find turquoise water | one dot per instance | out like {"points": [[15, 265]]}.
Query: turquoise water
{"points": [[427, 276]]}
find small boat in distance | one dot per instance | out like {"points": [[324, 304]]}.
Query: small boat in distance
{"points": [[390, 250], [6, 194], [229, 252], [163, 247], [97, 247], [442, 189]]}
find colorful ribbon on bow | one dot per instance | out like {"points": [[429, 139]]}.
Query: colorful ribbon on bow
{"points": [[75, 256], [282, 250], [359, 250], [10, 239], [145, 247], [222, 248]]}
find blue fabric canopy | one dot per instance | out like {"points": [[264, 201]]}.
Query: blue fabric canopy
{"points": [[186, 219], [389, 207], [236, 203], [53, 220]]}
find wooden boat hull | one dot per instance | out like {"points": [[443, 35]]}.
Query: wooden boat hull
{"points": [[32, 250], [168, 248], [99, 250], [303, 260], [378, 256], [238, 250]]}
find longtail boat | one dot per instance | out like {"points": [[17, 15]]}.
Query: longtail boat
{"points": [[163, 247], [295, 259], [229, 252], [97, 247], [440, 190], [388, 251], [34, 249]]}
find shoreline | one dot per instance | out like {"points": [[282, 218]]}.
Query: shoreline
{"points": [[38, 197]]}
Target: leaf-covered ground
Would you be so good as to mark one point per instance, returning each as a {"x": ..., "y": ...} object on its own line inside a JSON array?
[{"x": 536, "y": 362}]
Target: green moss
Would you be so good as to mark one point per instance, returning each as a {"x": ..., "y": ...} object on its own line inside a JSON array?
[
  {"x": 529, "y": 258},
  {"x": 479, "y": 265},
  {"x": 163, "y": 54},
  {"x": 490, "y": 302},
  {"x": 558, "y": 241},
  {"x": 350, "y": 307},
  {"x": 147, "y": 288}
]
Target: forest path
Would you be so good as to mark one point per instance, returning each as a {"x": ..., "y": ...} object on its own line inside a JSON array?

########

**WHAT YOU SHOULD DO:** Could you return exactly the lines above from the line with "Query: longtail boat" to the line with "Target: leaf-covered ground", both included, and nothing else?

**SOLUTION FOR THIS PROBLEM:**
Query: longtail boat
{"points": [[163, 247], [295, 259], [229, 252], [97, 247], [440, 190], [388, 251], [34, 249]]}
find shoreline | one dot per instance | out like {"points": [[282, 218]]}.
Query: shoreline
{"points": [[38, 197]]}
Target: leaf-covered ground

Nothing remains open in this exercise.